## TEXT EXCERPT
───
After the fires - staying with compassion

Updated: Feb 25, 2020

I don’t think I was alone in feeling overwhelmed with grief, horror and helplessness watching the bushfires during the summer of 2019/2020 on the South Coast of NSW Australia and in other areas. Our communities and newsfeeds were full of flames and devastation.


This is what I remember:


  • the photo of the burnt kangaroo on the fence

  • the dead birds of Mallacoota

  • the video footage of the fire storm and the fire fighters caught in it

  • koalas drinking from human hands

  • day after day of smoke filled cities


I felt at the time that in the direct aftermath of the fires, as people's shock turned to anger that something was changing - that the voices of opposition against the inaction of governments and environmentally destructive companies and policies - were getting louder. A change was a'coming.


So many people donating, protesting, helping where they could. And this is still happening in the communities most affected by the fires - community meetings, loss and grief work, people rebuilding their lives. In other places though, I wonder - are the voices of outrage fading? How do we maintain the momentum - the demand that our government take stronger action on climate change - when as the affected communities heal and our newsfeeds roll on with other catastrophes it seems natural to turn back to our own problems?


Coming back to life


“The most remarkable feature of this historical moment on Earth is not that we are on our way to destroying the world - that’s been going on for some time - it’s that we are beginning to wake up - as from a Millenia long sleep, to a whole new relationship to our world”.

This quote is from the excellent book Coming back to life’ by Joanna Macy and Molly Brown.

It’s about the suffering and destruction of the natural world and how humans deal with it - and don't deal with it. It offers a clue into what we can do with our emotions - how we can participate in the great turning - instead of the great forgetting.


Who's responsible?


In a recent ABC News article about accountability and responsibility for climate change, a friend asked about his own responsibility for the current state of the world: “Am I responsible for flying to the UK last year? for eating meat? for driving a car? for not protesting forest clearance? for not joining a political party?"


The answer is - yes, yes you are - we all are. It's a sobering thought. I don’t like the idea of being an accomplice in the destruction of the planet either.
───
## GIVEN INFORMATION
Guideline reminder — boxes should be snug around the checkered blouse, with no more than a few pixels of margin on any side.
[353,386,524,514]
───
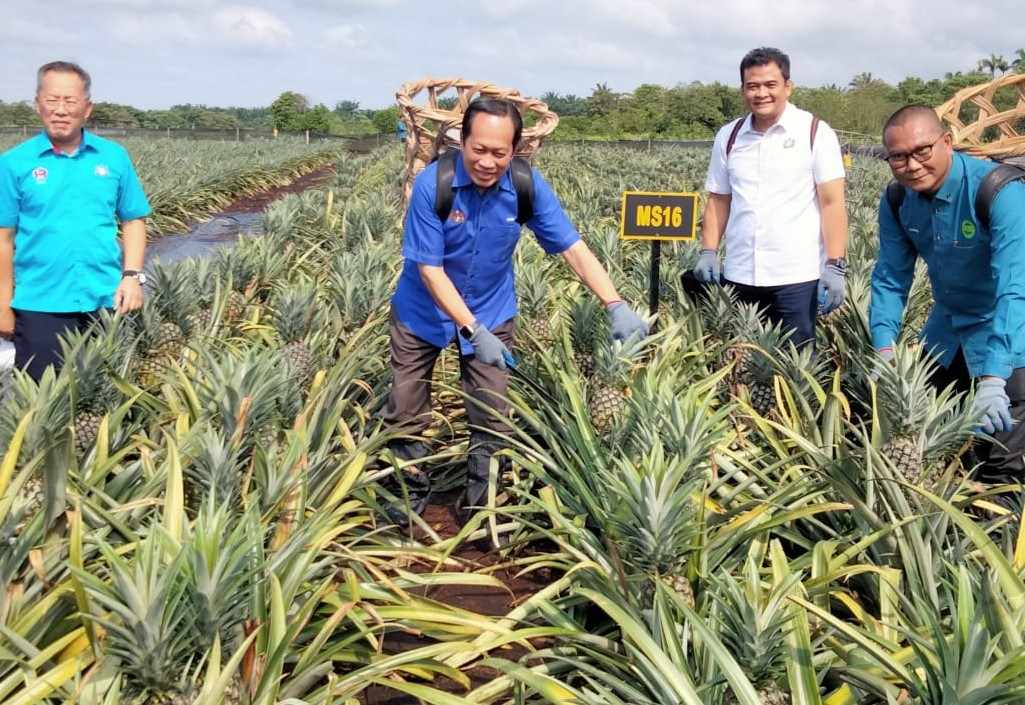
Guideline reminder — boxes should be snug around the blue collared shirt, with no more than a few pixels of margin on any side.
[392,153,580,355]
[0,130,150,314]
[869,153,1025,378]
───
## THINGS TO DO
1/ In the bushfires post, who are the authors of the book Coming back to life?
2/ Update the bushfires post: starting at the words "So many people" and stopping after "our own problems?", write that part out again with "momentum" replaced by "drive".
The material isn't needed here.

## ANSWERS TO THE PROBLEMS
1/ Joanna Macy and Molly Brown.

2/
So many people donating, protesting, helping where they could. And this is still happening in the communities most affected by the fires - community meetings, loss and grief work, people rebuilding their lives. In other places though, I wonder - are the voices of outrage fading? How do we maintain the drive - the demand that our government take stronger action on climate change - when as the affected communities heal and our newsfeeds roll on with other catastrophes it seems natural to turn back to our own problems?